### Task instructions
Transcribe the entries that follow, line by line and character for character, with no changes.

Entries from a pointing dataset

═══

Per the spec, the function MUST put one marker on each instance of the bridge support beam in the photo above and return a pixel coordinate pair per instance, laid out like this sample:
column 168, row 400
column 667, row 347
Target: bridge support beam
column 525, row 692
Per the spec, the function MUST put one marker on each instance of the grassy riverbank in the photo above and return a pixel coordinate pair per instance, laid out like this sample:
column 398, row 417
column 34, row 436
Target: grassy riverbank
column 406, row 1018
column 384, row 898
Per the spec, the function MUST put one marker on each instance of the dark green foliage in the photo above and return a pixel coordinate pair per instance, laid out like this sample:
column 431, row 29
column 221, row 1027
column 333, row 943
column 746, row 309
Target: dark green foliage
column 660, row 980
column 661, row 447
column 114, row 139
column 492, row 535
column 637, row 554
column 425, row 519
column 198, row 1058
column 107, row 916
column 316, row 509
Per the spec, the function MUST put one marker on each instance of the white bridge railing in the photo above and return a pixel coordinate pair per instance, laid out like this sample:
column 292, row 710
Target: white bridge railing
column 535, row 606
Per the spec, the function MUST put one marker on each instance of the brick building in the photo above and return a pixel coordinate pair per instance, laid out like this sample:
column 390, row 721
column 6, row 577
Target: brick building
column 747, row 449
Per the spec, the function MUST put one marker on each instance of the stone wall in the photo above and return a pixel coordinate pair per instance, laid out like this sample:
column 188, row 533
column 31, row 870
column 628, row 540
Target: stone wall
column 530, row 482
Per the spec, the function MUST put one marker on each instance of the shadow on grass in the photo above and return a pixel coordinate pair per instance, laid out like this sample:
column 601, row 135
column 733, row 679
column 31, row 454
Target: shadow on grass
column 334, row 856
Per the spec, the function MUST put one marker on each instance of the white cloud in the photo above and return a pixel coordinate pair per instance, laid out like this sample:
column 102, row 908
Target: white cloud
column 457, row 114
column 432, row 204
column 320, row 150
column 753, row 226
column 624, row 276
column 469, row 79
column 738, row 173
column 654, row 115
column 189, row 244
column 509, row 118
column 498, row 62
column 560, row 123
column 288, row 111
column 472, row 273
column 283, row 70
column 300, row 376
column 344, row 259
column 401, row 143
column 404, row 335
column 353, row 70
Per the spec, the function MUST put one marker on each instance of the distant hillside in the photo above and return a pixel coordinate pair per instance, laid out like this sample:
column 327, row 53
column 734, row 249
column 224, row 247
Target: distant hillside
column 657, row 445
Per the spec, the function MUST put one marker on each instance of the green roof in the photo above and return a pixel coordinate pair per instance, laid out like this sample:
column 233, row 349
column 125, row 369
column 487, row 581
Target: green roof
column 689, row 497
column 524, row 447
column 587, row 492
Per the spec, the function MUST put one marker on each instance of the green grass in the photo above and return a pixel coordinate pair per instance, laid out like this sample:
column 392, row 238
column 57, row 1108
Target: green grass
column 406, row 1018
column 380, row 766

═══

### Reply to the task
Per the spec, the function MUST put one marker on each instance of the bridge support beam in the photo above and return a pixel coordinate pair per instance, laid out like this sample:
column 168, row 400
column 667, row 347
Target: bridge support beam
column 525, row 692
Per the spec, the function MUST put one marker on each instance of the grassy riverbank in the photo above and return a pixel coordinate pair per instance, laid out like this sample:
column 398, row 417
column 34, row 436
Target: grassy riverbank
column 406, row 1018
column 384, row 898
Per the spec, the function MUST put one marker on each instance of the dark green foliage in the photo above and return a pixel coordinate pair per instance, laid out like this sample:
column 431, row 29
column 221, row 1027
column 333, row 943
column 746, row 309
Target: dark green foliage
column 660, row 980
column 661, row 447
column 114, row 139
column 492, row 535
column 637, row 554
column 425, row 519
column 198, row 1058
column 107, row 916
column 316, row 509
Per the spec, the function MUST put one marker on each instance of the white bridge railing in the photo above and return a pixel coordinate pair per instance, laid out like this sample:
column 292, row 710
Target: white bridge railing
column 535, row 606
Per the spec, the function MUST put one marker on each instance of the brick building in the photo above and return a pixel coordinate pair per instance, laid out like this sample:
column 390, row 721
column 6, row 577
Target: brick building
column 747, row 449
Per the spec, the function MUST put one marker on each instance of the stone wall in the photo above and return a pixel coordinate pair per instance, laid out like this sample:
column 188, row 533
column 31, row 870
column 628, row 540
Target: stone wall
column 530, row 482
Per the spec, the function MUST put one marker on each instance of the shadow on grass in the photo above and return a pixel coordinate pair per instance, laid out like this sample:
column 601, row 135
column 733, row 679
column 31, row 454
Target: shadow on grass
column 334, row 856
Per the spec, the function MUST put one marker on each instance of the white cloud in the photo above and return a pixel coordinate pair per instance, laid out like this sample:
column 102, row 908
Target: white cloud
column 457, row 114
column 432, row 204
column 320, row 150
column 753, row 226
column 624, row 276
column 469, row 79
column 738, row 173
column 654, row 115
column 189, row 244
column 509, row 118
column 498, row 62
column 560, row 123
column 288, row 111
column 472, row 273
column 283, row 70
column 300, row 376
column 344, row 259
column 401, row 143
column 404, row 335
column 353, row 70
Per the spec, the function MUST put one marker on each instance of the distant hillside in the photo above and return a pixel coordinate pair per instance, laid out like this sample:
column 327, row 53
column 734, row 249
column 224, row 247
Target: distant hillside
column 657, row 445
Per the spec, the function MUST put one marker on each instance of the green roof in the photo above and return a pixel coordinate pair per instance, laid out like this sample:
column 233, row 349
column 125, row 369
column 487, row 581
Target: green roof
column 689, row 497
column 524, row 447
column 587, row 492
Per the spec, the function MUST put one marker on each instance of the green grass in the photo above and return a pixel coordinate pair per instance, laid out like this sample:
column 392, row 238
column 57, row 1108
Target: green grass
column 406, row 1018
column 380, row 766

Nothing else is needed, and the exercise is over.